§ **Data for processing**:
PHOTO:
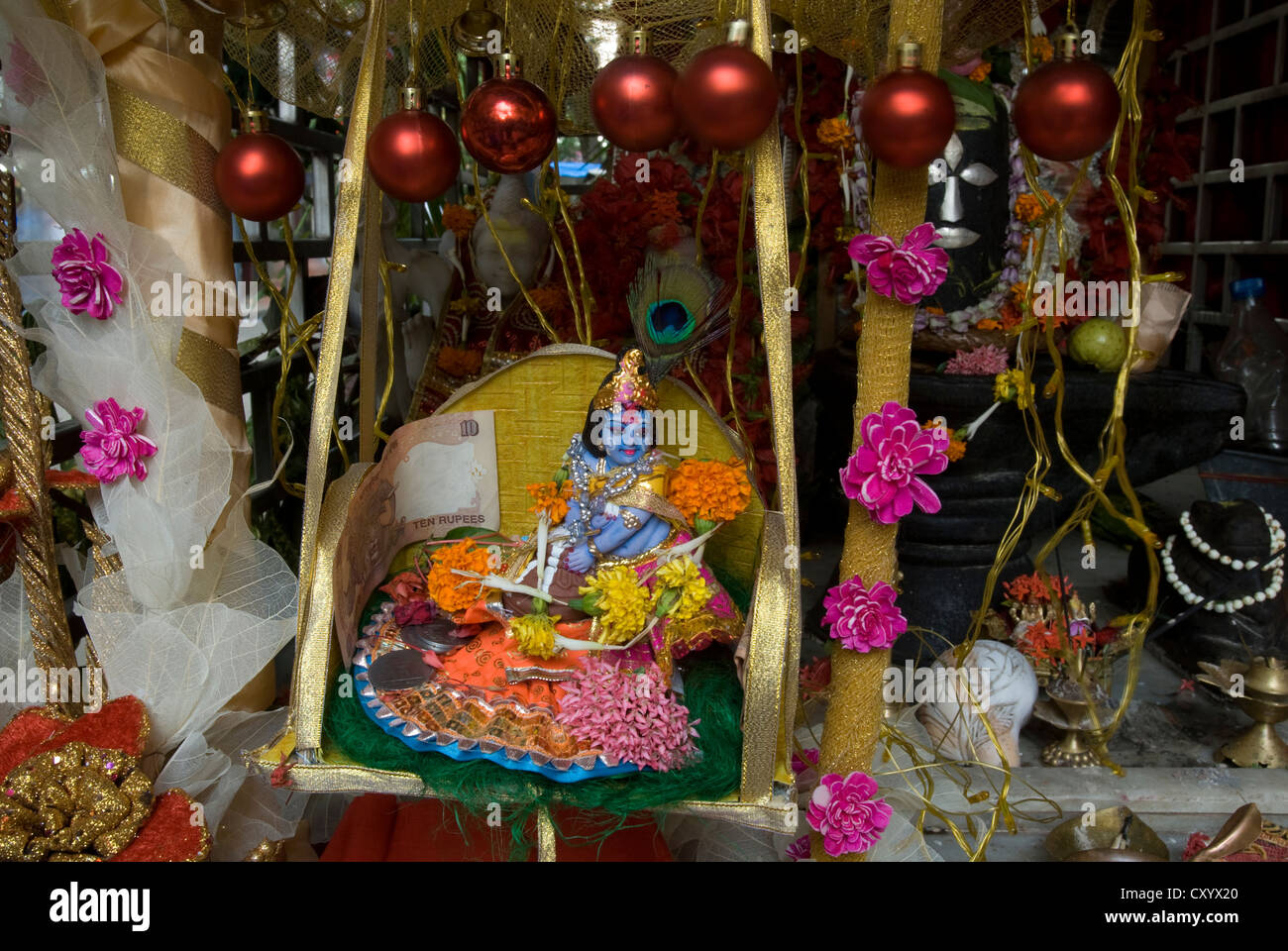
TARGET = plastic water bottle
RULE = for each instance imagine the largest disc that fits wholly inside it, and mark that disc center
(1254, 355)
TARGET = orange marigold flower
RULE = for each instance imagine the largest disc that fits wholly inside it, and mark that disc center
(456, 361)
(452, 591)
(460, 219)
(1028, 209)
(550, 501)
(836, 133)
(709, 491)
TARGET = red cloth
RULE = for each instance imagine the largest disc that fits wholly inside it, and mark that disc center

--

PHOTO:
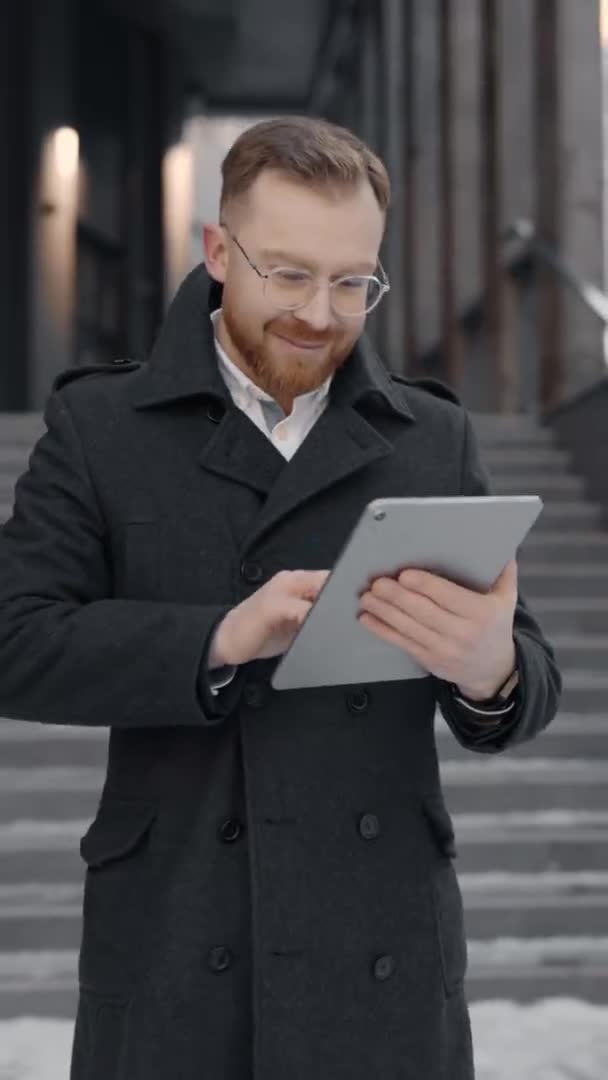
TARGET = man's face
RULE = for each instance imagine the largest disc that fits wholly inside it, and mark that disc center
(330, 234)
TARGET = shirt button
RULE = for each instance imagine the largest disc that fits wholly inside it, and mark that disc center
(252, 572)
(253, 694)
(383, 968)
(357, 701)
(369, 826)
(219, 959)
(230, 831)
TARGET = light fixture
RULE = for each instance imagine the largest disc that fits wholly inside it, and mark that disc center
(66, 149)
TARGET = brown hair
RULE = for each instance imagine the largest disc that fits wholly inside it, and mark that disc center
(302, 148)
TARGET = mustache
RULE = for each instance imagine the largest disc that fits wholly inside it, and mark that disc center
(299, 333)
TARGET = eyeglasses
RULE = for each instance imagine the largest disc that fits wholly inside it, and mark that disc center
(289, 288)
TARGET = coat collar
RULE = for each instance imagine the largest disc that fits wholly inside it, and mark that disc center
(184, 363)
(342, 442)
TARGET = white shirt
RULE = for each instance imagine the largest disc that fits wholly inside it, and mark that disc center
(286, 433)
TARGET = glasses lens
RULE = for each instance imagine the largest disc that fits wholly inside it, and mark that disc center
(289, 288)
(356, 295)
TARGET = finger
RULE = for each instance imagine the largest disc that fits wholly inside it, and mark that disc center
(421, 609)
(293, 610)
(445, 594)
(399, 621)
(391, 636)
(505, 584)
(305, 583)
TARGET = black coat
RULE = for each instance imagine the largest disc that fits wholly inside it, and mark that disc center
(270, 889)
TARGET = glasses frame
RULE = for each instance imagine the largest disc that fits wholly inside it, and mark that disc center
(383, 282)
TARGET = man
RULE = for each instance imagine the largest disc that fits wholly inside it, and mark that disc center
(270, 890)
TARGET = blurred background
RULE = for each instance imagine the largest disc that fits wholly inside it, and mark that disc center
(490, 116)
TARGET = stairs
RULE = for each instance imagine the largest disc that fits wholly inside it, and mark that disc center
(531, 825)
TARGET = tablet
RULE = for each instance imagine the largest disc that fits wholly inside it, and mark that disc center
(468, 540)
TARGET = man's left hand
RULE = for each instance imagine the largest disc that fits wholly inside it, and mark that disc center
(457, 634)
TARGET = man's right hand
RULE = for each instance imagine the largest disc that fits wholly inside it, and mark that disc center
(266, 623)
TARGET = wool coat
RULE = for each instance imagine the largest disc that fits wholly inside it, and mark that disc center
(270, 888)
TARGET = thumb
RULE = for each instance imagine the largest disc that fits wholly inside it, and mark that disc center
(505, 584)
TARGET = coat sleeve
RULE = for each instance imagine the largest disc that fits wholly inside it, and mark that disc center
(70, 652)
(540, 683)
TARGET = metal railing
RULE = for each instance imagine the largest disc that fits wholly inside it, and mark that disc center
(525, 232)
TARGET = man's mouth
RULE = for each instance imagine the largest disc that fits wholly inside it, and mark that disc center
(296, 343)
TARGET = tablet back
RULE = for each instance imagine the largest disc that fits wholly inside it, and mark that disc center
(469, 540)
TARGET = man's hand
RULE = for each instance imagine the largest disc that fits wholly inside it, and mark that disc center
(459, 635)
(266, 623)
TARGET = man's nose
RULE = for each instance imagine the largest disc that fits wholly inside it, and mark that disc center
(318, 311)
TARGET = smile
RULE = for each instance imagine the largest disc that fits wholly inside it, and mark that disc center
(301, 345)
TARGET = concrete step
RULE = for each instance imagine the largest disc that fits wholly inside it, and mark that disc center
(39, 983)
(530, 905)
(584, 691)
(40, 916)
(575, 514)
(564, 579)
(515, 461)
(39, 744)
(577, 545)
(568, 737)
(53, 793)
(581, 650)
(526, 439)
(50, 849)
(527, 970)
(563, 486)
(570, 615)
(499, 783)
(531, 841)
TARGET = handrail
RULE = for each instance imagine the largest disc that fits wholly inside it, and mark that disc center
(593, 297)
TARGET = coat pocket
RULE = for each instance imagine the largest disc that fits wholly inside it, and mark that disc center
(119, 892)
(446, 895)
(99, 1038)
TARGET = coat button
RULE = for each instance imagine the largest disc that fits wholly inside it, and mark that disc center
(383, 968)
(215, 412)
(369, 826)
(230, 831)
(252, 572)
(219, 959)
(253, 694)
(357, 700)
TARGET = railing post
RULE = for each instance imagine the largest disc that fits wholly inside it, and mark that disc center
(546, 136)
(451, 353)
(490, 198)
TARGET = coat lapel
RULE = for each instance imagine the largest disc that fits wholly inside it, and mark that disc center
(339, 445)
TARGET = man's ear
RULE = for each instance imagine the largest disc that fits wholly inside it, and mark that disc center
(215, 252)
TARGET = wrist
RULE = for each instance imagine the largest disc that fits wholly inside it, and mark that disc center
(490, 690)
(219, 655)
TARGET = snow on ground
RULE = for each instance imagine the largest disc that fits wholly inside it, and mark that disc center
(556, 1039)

--

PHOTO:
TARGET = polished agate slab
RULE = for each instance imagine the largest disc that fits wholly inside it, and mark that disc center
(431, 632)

§ **What this task involves**: Reproduce verbatim the portion of the records that begins with the line containing "TARGET = snow on ground" and ends with the line containing "(556, 1039)", including both of those lines.

§ **Result of this exercise**:
TARGET = snow on ground
RULE = for each instance imagine the largest disc that fits wholly inside it, and mark that disc center
(556, 1039)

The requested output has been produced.